━━ Data for this exercise ━━
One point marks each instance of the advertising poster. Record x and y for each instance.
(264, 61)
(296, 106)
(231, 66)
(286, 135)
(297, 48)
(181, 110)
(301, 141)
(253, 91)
━━━
(Task prompt): Retype all of the data above line for line, keeping every character as it appears.

(Answer to this exercise):
One point marks each instance of the advertising poster. Record x and y for each instance.
(264, 61)
(296, 106)
(231, 66)
(286, 135)
(297, 48)
(181, 110)
(301, 141)
(253, 91)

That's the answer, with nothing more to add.